Problem description |
Gather every line in the data below that contains the string "light". Case counts.

Rows |
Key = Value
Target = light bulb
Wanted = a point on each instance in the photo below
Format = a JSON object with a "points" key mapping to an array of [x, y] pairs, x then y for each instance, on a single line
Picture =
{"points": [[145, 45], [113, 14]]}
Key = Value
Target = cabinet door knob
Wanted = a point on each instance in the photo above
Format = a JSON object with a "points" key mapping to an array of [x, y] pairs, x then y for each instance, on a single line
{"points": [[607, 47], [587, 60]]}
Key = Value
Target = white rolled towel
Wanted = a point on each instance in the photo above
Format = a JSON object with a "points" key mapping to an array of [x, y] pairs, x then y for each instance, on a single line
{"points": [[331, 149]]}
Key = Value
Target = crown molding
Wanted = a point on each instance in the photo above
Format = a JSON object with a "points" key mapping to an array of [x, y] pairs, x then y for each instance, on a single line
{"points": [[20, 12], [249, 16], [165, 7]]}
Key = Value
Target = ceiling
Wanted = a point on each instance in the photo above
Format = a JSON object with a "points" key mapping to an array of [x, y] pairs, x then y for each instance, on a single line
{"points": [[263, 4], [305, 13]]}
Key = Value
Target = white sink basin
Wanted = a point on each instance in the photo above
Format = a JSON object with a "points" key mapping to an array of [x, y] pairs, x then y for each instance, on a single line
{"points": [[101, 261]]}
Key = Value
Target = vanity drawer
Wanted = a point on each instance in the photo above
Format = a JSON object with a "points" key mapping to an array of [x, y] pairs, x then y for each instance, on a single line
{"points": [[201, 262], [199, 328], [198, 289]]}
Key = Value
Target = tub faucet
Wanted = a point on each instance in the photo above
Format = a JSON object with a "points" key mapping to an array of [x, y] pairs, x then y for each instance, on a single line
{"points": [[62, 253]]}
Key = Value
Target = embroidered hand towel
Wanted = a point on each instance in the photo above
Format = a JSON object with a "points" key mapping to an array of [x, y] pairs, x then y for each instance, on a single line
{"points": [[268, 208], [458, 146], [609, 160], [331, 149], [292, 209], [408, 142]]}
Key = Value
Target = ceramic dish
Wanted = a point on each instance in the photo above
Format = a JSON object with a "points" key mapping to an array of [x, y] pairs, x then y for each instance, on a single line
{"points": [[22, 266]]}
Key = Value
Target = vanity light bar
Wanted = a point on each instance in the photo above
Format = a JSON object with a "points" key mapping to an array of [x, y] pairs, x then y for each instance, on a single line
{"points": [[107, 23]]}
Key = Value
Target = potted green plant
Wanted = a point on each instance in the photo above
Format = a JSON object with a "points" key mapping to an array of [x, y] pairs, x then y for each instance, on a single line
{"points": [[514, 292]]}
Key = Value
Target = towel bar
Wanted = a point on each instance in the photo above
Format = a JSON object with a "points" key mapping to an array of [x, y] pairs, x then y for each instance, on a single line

Answer below |
Target = light bulb
Target = vanity light bar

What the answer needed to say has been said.